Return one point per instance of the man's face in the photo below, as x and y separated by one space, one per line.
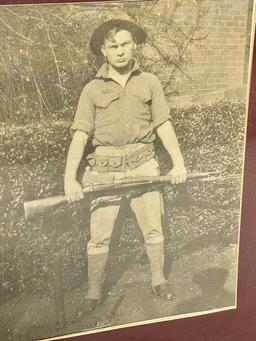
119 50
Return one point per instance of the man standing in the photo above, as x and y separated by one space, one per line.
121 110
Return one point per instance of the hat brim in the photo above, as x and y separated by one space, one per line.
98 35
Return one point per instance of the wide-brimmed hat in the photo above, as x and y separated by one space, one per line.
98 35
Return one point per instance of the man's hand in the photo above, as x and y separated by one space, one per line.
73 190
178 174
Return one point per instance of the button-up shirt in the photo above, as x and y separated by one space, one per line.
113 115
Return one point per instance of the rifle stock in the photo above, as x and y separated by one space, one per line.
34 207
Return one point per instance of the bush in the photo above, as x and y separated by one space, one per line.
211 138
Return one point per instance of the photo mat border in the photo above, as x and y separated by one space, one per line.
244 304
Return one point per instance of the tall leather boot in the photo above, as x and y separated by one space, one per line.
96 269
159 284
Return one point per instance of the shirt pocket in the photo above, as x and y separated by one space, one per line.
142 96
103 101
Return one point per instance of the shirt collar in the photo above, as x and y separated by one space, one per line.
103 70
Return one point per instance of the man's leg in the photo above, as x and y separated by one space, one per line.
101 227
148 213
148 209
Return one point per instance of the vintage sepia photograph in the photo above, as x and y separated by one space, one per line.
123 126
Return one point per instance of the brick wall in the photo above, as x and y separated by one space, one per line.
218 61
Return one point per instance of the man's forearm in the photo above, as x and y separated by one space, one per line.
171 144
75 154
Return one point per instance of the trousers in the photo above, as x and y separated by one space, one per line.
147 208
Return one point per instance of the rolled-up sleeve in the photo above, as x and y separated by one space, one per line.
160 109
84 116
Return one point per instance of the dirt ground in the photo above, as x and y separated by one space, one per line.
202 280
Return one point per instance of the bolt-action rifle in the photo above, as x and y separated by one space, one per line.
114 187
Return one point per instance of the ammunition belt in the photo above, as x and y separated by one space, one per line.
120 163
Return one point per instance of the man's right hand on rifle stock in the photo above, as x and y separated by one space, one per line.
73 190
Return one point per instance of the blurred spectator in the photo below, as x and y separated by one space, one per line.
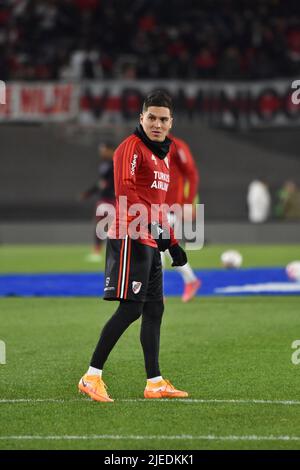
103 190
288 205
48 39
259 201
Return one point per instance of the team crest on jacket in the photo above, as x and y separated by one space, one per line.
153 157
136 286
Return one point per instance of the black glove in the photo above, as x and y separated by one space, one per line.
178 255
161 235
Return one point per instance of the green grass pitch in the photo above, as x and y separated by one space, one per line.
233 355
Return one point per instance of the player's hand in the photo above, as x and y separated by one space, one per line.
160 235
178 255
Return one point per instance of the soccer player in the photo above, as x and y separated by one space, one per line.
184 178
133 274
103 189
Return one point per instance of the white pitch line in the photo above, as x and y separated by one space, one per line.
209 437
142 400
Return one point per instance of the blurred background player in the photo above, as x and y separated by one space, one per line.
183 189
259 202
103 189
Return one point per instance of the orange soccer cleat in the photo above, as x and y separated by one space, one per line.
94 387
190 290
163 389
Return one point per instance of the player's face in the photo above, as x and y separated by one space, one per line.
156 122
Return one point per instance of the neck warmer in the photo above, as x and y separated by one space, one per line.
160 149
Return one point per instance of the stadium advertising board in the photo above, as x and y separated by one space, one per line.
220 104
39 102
________
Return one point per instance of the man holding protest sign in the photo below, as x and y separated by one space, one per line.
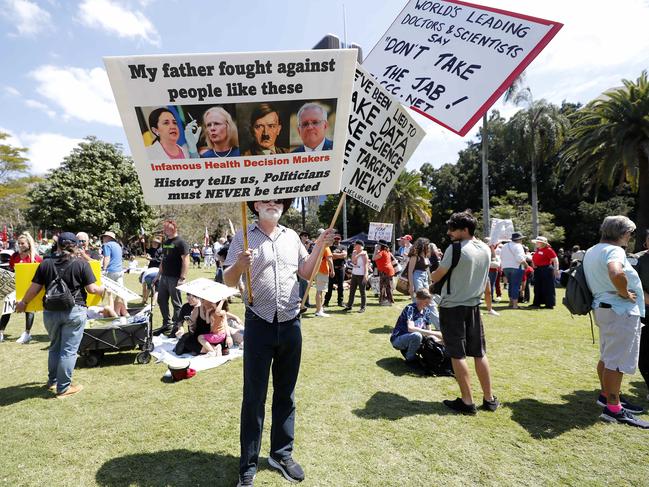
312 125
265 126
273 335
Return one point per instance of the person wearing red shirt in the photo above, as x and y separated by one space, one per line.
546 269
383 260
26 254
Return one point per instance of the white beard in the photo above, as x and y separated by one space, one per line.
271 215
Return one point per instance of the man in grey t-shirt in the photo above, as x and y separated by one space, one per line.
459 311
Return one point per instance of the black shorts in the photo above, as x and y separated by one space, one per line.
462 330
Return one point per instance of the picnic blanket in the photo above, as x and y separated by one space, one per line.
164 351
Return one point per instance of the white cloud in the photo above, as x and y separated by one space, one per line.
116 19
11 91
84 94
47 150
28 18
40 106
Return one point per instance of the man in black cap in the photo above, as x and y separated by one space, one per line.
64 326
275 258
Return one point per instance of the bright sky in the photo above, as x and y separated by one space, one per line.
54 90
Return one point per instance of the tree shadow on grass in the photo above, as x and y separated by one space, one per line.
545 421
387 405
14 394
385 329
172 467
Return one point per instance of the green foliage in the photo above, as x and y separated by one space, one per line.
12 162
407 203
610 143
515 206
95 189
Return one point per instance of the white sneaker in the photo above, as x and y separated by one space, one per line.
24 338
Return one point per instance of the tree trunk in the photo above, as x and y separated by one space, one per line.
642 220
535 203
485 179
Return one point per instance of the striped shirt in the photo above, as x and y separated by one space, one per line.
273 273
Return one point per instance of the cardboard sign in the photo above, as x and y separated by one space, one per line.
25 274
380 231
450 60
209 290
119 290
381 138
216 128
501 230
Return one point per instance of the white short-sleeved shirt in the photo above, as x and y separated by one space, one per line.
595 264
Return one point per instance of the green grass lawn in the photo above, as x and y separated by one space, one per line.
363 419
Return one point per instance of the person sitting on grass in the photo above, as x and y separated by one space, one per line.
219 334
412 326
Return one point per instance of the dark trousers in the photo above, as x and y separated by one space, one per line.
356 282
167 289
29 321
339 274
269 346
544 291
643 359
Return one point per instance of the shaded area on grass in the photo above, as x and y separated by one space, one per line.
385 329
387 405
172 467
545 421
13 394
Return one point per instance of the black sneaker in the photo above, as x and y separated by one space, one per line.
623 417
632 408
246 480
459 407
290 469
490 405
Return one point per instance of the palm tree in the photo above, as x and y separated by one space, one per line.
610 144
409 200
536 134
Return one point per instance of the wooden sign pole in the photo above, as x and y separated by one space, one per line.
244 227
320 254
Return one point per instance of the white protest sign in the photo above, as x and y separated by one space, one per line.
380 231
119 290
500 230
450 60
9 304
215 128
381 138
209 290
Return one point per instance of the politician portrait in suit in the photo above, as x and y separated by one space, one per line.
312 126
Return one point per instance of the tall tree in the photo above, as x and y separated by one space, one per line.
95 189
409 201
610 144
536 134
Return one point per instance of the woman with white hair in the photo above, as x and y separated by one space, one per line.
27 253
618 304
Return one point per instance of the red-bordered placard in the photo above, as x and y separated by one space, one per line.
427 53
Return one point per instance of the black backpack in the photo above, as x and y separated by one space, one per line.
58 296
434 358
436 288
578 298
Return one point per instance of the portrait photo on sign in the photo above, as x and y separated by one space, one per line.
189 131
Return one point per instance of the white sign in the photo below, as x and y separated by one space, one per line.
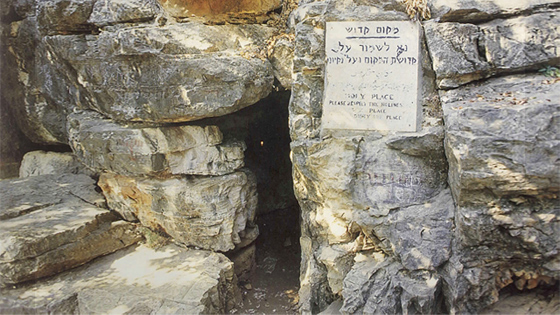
________
*DO THIS*
Find each line in the two blocks of rows above that contains the string "sign", treating uppercase and lowercase as different, and copy those lines in full.

*RESULT OF THE TASK*
Return one point per instance of the man holding protest sign in the photo below, as x and y separated by one space, one per line.
Return one point per instance of the cardboard sign in the photo above, as x and y separated by one space, one per line.
Return one point per instance of the wooden sign pole in the photo above, as x and y separated by one space, one per line.
Return one point per instance of the white protest sign in the photo above, as x and y separated by one space, one per line.
Return one point per instance of the portrait photo on sign in the photo above, as x and y separated by one space, one per line.
Return one point per instance of the white sign in the photo below, as x and y separated by one space, one per line.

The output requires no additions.